**Exercise task:** Raise each bounding-box coordinate in the records below by 31. Reproduce every line of the records in full with only that change.

**A run of records:**
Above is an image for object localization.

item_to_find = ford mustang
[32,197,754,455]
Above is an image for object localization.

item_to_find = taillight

**Solution below:**
Above is an image for object localization.

item_to_find = ford mustang
[63,228,785,486]
Above is an image for object localization.

item_to_find = taillight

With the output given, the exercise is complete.